◆ THE TASK ◆
Reproduce word for word the part of the post about the author's illness that starts at "I realized I couldn’t" and ends at "fun trade off.".

◆ PASSAGE FOR REVIEW ◆
────────────────

December 8, 2014 by rebelwithalabelmaker
This is not a real blog post. It’s an, er… well, kind of like a thank you note. And also like an… illness announcement, I guess.
For ten years now, Gary and I have had this ritual. Every once in a while, I’ll say to him “the side of my right foot has been numb for a couple of days—time yet?” or “my vision’s gone blurry, and it stayed that way on and off for a day—is it time yet?”. We’ve had an understanding—that something is wrong with me neurologically (he guesses MS—but there are a variety of autoimmune problems that fit this pattern). You don’t treat those kinds of disorders in the early stages, and I travel to the US regularly. It’s best not to have a pre-existing diagnosis when you’re seeking health insurance, so we’ve done nothing.
This fall, I started experiencing a lot more numbness and dizziness, as well as significant confusion. It was hard to notice at first, because I often experience confusion—I’m not joking here, I have an ADHD diagnosis (although I tend to subscribe to the “if 10% of people are like that, maybe it’s not exactly a disorder” school of thinking). Then, I realized one weekend that I’d been standing in the kitchen not sure what I was doing for fifteen minutes (I happened to notice the time as I walked in)… at the same time as I realized I’d messed up a lot of details in a few projects. Way more than is normal for me—I work really hard to be reliable. So hard. You have no idea.
I realized I couldn’t muscle through any more. And Gary said “uh, it’s time”. I started booking medical stuff. And cancelling other stuff. Which was, I’ve got to tell you, not a very fun trade off.
I got rid of aerial hoop lessons—for now. And guitar lessons—for now. I ditched as many volunteer commitments and I could. I called my prof and explained that I couldn’t do the reading, and she was insanely understanding and accommodating. Gary and I began delaying booking things like flights. He started prefacing plans with “if you’re well enough…”. I hated him for it. Remember it was his idea for me to be ill in the first place…
“Of course I’ll be well enough to ski by February!” I spat out, even as I hadn’t been able to sit up long enough to eat a full meal without resting.
I began using caffeine, and timing my Ritalin for when people would see me. Because the thing that was most overwhelming was the desire to hide this. To be managing it. To be not sick. To remain useful. I had a whole life planned out, a list of things I was going to contribute. And now, some days I spend hours laying on the couch, occasionally mustering up the energy to check Facebook on my phone.
Every day is not like this. There are lots of evenings I spend hours goofing around with the kids, or talking to Gary. There are a lot of good days, and those days with a little caffeine and some Ritalin I can be very productive for several hours.
And I noticed something disturbing on my good days. Rather than attend to several desperate commitments, I would write. I would blog, I would post rants on Facebook… I would read others’ writing… I would… procrastinate? Except it wasn’t… it was more than that. I needed to do those things.

────────────────

◆ RECORD EXCERPTS ◆
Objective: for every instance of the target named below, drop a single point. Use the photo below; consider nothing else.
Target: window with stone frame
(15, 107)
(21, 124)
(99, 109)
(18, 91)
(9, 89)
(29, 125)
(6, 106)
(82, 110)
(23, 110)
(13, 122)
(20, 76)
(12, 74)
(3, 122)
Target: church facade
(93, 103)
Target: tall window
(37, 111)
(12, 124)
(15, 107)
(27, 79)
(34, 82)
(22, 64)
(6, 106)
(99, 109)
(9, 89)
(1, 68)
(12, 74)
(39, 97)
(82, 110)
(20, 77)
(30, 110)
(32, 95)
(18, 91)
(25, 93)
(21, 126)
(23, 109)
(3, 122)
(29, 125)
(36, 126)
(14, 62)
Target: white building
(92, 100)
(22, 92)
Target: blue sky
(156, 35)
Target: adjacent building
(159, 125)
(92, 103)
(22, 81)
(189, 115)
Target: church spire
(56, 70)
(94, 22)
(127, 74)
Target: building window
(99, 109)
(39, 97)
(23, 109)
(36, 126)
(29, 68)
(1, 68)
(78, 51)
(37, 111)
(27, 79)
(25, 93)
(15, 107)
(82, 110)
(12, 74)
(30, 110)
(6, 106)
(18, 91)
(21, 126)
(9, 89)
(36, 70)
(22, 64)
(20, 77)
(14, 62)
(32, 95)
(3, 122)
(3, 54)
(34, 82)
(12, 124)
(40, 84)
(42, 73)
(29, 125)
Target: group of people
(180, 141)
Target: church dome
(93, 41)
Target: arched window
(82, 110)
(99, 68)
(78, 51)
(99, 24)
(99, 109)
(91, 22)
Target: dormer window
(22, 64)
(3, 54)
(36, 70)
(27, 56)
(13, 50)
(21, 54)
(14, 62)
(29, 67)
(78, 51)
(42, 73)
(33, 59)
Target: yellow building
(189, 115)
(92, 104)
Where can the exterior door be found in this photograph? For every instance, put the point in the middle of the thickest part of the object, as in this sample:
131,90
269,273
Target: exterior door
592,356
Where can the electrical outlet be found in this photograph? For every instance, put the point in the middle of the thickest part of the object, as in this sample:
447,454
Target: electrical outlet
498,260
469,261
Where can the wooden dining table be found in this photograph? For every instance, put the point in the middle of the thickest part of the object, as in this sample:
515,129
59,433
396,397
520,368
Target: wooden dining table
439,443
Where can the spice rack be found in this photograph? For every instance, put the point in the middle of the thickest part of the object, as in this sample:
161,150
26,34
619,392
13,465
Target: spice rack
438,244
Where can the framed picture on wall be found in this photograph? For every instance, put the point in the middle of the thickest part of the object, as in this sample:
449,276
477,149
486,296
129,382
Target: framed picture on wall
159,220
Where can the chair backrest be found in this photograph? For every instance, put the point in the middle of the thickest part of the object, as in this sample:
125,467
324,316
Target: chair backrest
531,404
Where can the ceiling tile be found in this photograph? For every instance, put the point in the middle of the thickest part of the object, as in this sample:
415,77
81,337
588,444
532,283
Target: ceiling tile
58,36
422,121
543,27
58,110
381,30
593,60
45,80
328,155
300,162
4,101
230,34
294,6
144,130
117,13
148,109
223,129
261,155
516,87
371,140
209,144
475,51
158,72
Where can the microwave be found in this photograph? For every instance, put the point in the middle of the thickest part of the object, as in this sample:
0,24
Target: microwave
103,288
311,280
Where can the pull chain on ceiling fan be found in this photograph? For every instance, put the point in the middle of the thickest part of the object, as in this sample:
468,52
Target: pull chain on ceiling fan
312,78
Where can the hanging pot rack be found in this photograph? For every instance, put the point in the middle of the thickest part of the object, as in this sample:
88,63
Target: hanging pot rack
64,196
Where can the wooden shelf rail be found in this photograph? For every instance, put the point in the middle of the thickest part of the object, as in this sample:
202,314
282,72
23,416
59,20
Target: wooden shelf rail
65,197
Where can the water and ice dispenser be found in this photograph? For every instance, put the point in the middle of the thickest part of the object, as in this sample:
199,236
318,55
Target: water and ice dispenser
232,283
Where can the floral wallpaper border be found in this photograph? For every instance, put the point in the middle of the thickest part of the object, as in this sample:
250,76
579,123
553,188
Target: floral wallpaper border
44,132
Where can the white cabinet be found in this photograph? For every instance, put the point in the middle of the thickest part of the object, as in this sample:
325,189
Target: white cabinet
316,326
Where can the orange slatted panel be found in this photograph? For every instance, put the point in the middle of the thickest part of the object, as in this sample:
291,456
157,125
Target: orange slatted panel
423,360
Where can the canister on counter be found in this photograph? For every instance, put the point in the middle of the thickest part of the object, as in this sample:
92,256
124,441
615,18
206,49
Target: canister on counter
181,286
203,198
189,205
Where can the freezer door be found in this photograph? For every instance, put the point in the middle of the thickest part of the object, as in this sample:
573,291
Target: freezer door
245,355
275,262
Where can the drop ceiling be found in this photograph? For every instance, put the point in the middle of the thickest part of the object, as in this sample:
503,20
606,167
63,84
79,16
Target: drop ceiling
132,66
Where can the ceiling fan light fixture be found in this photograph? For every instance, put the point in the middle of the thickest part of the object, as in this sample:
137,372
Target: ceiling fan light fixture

────────────────

◆ RESPONSE BELOW ◆
I realized I couldn’t muscle through any more. And Gary said “uh, it’s time”. I started booking medical stuff. And cancelling other stuff. Which was, I’ve got to tell you, not a very fun trade off.